[BEGIN EXERCISE MATERIALS]

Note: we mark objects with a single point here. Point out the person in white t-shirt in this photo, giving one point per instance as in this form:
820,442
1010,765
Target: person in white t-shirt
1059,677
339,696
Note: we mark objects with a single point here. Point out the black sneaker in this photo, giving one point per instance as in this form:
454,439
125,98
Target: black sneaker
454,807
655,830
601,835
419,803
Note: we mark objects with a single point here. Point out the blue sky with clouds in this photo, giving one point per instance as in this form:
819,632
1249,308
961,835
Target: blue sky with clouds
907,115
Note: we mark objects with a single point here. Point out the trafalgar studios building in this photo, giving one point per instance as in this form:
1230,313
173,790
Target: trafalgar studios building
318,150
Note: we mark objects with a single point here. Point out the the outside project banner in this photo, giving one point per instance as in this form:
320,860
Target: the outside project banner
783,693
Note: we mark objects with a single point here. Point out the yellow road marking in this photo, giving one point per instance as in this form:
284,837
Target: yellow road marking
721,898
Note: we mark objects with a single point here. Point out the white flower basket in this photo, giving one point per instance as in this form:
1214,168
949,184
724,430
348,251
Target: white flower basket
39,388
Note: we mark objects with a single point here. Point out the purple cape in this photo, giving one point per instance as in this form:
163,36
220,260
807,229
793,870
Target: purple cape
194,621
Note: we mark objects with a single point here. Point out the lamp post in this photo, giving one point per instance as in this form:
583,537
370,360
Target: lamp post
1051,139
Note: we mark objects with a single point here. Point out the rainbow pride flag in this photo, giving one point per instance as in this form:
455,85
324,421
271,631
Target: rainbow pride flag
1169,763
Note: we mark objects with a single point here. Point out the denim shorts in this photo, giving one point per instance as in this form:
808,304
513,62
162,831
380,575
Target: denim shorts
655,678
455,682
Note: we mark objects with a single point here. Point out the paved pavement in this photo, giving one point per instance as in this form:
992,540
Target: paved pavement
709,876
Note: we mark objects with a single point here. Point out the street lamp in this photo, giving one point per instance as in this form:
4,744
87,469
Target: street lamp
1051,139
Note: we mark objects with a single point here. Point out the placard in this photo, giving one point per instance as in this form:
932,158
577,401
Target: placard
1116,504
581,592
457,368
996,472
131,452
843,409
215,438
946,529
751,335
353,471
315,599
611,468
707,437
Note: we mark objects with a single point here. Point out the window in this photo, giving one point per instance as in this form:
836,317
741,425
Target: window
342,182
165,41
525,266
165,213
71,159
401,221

[END EXERCISE MATERIALS]

From the line containing "out the placard" through the final line of the listing above, retype every line exactly; leave out everything else.

RESPONSE BELOW:
Note: we mark objects with a single point here. Point out the placard in this photo, giving one point per instance as in this form:
932,158
577,401
Target: placard
1116,504
581,592
457,368
996,472
131,452
843,409
215,438
946,529
751,335
353,471
315,599
611,468
707,437
Note: we mark objects with a single point here. Point out the window in this photo, giving one point per instance as in this form:
836,317
741,425
Target: window
342,182
165,41
525,266
165,213
71,159
401,221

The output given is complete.